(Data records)
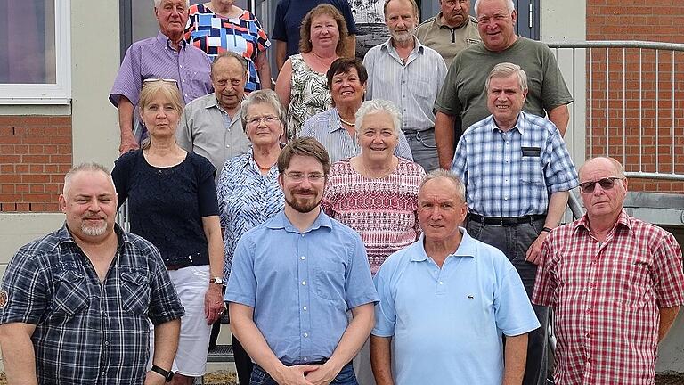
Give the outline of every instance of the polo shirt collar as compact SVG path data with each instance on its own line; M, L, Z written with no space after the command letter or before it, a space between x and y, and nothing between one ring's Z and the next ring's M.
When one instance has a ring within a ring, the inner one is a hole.
M288 233L305 233L312 232L314 230L318 230L321 227L327 227L329 229L332 229L332 221L330 220L330 217L328 217L319 207L320 212L318 213L318 217L316 217L316 220L314 221L314 223L311 225L309 228L306 230L300 232L297 227L295 227L292 225L292 222L288 219L288 216L285 215L285 209L281 209L278 214L273 216L273 219L268 221L266 223L266 227L273 230L282 229L285 230Z
M449 257L476 257L476 252L477 250L476 245L475 243L475 241L473 241L473 238L468 235L468 232L464 227L459 226L459 231L460 232L460 244L459 244L459 248L456 249L456 251L452 252L452 254L449 254L447 258ZM420 233L420 237L419 238L418 242L414 243L414 246L416 247L417 252L411 253L411 262L424 262L428 260L428 253L425 251L425 233Z

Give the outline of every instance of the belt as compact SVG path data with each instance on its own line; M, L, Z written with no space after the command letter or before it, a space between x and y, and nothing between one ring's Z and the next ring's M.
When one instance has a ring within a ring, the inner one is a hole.
M484 217L477 214L468 214L469 220L484 225L516 225L521 224L533 224L538 220L546 219L546 215L534 214L523 217Z

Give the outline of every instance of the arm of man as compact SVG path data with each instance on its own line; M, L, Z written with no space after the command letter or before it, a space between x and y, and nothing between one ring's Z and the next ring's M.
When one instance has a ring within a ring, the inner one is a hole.
M330 358L317 370L309 372L306 380L316 385L332 382L361 350L375 323L374 304L367 303L352 308L352 317Z
M345 57L354 58L356 57L356 35L349 35L345 40Z
M455 123L455 116L436 111L435 115L435 142L437 144L439 167L445 170L452 168L452 161L453 161L453 141L455 136L453 125Z
M551 193L551 196L549 198L549 208L546 212L544 227L554 228L558 225L563 213L566 212L566 206L569 197L570 192L556 192ZM534 265L539 265L542 256L542 245L544 243L547 235L549 235L549 233L545 231L539 233L537 239L532 242L532 245L527 250L525 260Z
M282 69L285 61L288 59L288 42L275 40L275 65L278 71Z
M37 384L36 352L31 336L36 325L10 323L0 325L0 348L3 350L4 373L9 385Z
M570 121L570 112L567 111L567 106L565 104L559 105L549 110L546 113L549 115L549 120L552 121L553 124L558 127L560 135L565 136L566 130L567 129L567 122Z
M370 367L377 385L394 385L392 380L392 337L370 335Z
M262 51L256 55L255 65L256 66L256 72L259 74L261 89L271 89L271 65L268 63L268 55L265 51Z
M231 302L231 332L240 341L249 356L258 364L277 383L313 385L304 375L320 365L285 366L269 348L261 331L254 323L254 308Z
M502 385L520 385L527 360L527 333L505 338Z
M674 324L674 320L677 318L677 313L680 311L680 307L661 307L660 308L660 324L658 324L658 342L665 339L667 332L670 332L670 328Z
M118 100L118 129L121 131L121 144L118 146L119 155L139 148L138 143L133 136L133 109L131 101L121 95Z
M181 335L181 320L176 318L154 326L154 356L152 365L170 371L174 364L178 339ZM163 384L166 380L157 372L150 371L145 376L145 385Z
M202 217L202 226L207 242L209 244L209 274L211 277L224 276L225 254L224 241L221 237L221 223L218 216ZM222 285L207 283L209 288L204 295L204 315L207 324L212 324L224 314L224 294Z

• GIVEN INSTRUCTION
Express the listing above as a two-column CSV with the headers instruction and outline. Give one row per request: put its full wording in the first field and its answer in the second, enclose every field in double quotes, turn line breaks into spaces, and omit the pictures.

• EXERCISE ANSWER
instruction,outline
"Give the outline of every instance of the polo shirt collar as compact SVG path data with each instance on its own line; M, L, Z written with no space after the command letter or before it, a space between x and y, and nothing between one ring's Z and the next ring's M. When one instance has a ring within a ring, the inner one is a hole.","M288 233L305 233L312 232L314 230L318 230L321 227L327 227L329 229L332 229L332 221L330 220L330 217L328 217L319 207L320 212L318 213L318 217L316 217L316 220L314 221L314 223L311 225L309 228L306 230L300 232L297 227L295 227L292 225L292 222L288 219L288 216L285 215L285 209L281 209L278 214L273 216L273 219L268 221L266 223L266 227L273 230L282 229L285 230Z M449 257L476 257L476 252L477 250L476 245L475 243L475 241L473 241L473 238L468 235L468 232L464 227L459 226L459 231L460 232L460 244L459 244L459 248L456 249L456 251L452 252L452 254L449 254L447 258ZM420 233L420 237L419 238L418 242L414 243L414 246L416 247L417 252L411 253L411 262L424 262L428 260L428 253L425 251L425 233Z"
"Give the outline of every instance of the belt as compact SVG path data with each instance on its own line; M, L, Z written with no space after the command letter or before it, a space between x and y, and nothing between one ring's Z and the next ring's M. When one instance has a ring within a ring, the inner one is a hole.","M484 217L477 214L468 214L469 220L484 225L516 225L521 224L533 224L538 220L546 219L546 215L534 214L523 217Z"
"Give the outline of every instance of the arm of man as compact SVG path data with each instance on its own line; M, L, Z written with no space after the command letter or before it, a space between x and y, and nothing between one ring's Z and the next ring's M. When one instance has a ring within a ring, the inner one is a hole.","M330 358L317 370L309 372L306 380L316 385L332 382L361 350L375 323L374 304L367 303L352 308L352 317Z M345 57L354 58L356 57L356 35L349 35L345 40Z M455 123L455 116L436 111L435 115L435 142L437 144L439 167L445 170L452 168L452 161L453 161L453 141L455 136L453 125Z M551 193L551 196L549 198L549 208L546 212L544 227L554 228L558 225L563 213L566 212L566 206L569 197L570 192L556 192ZM534 265L539 265L542 256L542 245L544 243L547 235L549 235L549 233L545 231L539 233L537 239L532 242L532 245L527 250L525 260Z M282 69L285 61L288 59L288 42L275 40L275 65L278 71Z M37 384L36 352L31 336L36 325L10 323L0 325L0 348L3 350L4 373L9 385Z M570 121L570 112L567 111L567 106L565 104L559 105L549 110L546 113L549 115L549 120L552 121L553 124L558 127L560 135L565 136L566 130L567 129L567 122Z M370 367L377 385L394 385L392 380L392 337L370 335Z M262 51L256 55L255 65L256 66L256 72L259 74L261 89L271 89L271 65L268 63L268 55L265 51Z M231 302L231 332L240 341L249 356L258 364L277 383L313 385L304 375L320 365L285 366L269 348L261 331L254 323L254 308Z M502 385L520 385L527 360L527 333L505 338Z M674 324L674 320L677 318L677 313L680 311L680 307L661 307L660 308L660 324L658 324L658 342L665 339L667 332L670 332L670 328Z M118 100L118 129L121 131L121 144L118 146L119 155L139 148L138 143L133 136L133 109L131 101L121 95Z M181 335L181 320L176 318L154 326L154 356L152 365L170 371L174 364L178 339ZM163 384L166 380L157 372L150 371L145 376L145 385Z M202 217L202 226L207 242L209 244L209 274L211 277L224 276L225 254L224 241L221 237L221 223L218 216ZM222 285L207 283L209 288L204 295L204 315L207 324L212 324L224 314L224 294Z"